Pull out each line in the items below that contains the word "boat", and copy those lines unchanged.

**** MATERIAL PROVIDED ****

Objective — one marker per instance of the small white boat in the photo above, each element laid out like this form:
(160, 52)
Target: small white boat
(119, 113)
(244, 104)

****

▸ **EXPECTED OUTPUT**:
Objective — one marker per instance of the small white boat in the photo above, each element laid out like this form:
Target: small white boat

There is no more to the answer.